- Opening Delimiter -

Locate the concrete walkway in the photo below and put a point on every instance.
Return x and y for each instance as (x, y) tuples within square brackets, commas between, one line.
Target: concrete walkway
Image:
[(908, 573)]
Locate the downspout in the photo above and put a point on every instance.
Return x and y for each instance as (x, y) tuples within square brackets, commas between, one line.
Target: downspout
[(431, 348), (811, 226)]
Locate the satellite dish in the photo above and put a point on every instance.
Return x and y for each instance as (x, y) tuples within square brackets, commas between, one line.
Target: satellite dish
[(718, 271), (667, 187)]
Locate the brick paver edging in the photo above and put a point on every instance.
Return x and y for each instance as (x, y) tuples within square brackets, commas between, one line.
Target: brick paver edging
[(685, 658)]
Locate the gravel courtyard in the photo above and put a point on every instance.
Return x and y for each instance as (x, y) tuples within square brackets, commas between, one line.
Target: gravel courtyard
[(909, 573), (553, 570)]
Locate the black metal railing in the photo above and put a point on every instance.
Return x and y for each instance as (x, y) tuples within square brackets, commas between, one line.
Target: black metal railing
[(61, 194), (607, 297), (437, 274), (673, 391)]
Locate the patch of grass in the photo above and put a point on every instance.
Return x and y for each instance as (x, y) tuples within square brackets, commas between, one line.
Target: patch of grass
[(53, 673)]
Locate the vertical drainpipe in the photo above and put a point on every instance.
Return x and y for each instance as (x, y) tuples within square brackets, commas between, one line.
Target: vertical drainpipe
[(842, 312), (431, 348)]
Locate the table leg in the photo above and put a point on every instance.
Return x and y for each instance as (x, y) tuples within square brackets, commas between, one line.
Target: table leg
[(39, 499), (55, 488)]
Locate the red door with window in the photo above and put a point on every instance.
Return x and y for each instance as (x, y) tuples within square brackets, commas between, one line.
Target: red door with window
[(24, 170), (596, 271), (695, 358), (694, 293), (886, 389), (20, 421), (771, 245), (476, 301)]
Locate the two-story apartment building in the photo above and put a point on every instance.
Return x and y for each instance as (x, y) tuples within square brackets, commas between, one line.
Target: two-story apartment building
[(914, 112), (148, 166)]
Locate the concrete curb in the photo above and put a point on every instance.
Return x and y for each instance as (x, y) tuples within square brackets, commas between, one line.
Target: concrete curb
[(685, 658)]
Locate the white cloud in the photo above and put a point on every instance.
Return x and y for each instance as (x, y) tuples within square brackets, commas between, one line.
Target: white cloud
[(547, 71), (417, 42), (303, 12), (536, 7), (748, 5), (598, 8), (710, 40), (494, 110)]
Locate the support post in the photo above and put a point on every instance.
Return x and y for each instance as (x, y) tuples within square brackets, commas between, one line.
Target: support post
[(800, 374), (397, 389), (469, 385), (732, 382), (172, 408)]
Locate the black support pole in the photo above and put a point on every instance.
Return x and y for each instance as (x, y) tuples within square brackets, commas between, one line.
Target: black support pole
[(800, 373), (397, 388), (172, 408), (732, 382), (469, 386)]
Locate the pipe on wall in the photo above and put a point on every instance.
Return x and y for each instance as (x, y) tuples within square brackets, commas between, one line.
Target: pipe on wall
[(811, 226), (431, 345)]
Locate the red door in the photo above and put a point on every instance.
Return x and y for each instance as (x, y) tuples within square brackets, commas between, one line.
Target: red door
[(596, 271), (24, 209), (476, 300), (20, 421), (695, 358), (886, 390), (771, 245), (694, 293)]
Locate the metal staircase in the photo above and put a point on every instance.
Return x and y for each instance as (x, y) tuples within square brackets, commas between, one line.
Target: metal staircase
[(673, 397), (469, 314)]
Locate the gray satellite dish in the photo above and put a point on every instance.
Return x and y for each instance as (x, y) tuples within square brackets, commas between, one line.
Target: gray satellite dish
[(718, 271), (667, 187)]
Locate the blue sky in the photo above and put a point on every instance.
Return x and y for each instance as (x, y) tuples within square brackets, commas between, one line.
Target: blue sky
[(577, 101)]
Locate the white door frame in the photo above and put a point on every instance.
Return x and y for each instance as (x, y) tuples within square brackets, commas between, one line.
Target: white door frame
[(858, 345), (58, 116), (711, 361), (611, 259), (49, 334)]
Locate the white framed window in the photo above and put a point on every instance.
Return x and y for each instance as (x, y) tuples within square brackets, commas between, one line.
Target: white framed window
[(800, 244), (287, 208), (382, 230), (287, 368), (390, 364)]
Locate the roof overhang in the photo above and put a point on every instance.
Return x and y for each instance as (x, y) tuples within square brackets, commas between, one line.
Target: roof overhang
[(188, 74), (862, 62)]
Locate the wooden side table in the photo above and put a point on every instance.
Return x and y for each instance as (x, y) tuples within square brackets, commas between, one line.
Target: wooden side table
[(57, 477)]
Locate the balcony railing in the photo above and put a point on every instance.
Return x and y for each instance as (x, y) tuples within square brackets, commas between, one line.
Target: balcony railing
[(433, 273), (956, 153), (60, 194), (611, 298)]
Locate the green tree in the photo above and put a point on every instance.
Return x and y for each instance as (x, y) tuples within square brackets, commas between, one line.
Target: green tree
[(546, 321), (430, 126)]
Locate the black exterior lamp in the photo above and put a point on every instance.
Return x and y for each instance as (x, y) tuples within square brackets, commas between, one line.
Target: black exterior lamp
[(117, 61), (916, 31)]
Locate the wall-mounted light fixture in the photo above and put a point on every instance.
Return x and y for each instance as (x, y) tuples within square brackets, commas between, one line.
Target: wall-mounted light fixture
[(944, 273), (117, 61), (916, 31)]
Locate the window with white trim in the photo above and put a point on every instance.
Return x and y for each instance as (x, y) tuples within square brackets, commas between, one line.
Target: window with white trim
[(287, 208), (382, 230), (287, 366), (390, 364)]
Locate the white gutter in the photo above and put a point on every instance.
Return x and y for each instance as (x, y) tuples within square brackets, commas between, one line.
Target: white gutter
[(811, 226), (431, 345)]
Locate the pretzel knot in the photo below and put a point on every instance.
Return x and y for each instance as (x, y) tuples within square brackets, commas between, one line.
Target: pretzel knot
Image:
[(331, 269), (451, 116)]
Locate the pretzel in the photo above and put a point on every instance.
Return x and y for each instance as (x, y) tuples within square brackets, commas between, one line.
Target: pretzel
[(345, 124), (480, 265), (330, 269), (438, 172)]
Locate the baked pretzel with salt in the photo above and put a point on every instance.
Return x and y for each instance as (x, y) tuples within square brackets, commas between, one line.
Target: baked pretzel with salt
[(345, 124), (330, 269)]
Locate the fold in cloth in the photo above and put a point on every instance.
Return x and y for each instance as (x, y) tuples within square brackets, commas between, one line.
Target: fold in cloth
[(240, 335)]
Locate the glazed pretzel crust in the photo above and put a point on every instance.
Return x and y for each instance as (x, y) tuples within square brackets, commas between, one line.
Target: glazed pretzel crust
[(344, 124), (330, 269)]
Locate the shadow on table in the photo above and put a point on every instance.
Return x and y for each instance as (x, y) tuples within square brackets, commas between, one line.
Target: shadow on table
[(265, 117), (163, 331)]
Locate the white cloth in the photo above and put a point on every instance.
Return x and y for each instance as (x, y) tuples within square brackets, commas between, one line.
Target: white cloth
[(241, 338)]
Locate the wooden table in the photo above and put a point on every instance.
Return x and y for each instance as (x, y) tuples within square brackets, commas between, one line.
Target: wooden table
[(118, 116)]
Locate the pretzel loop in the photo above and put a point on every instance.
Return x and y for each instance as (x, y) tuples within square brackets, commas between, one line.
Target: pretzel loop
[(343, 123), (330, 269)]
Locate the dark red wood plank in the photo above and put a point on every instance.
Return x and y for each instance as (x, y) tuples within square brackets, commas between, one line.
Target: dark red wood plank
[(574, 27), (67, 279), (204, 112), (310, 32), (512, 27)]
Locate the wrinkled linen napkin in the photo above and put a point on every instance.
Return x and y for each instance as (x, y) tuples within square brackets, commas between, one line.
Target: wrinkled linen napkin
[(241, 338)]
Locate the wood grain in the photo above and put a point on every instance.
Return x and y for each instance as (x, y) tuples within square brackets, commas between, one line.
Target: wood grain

- Closing Delimiter -

__Exercise__:
Some lines contain the word "knot". Pull each one out of the listing.

__Your solution__:
Locate the pretzel knot in the photo below and put a point on every instance.
Target: pretzel knot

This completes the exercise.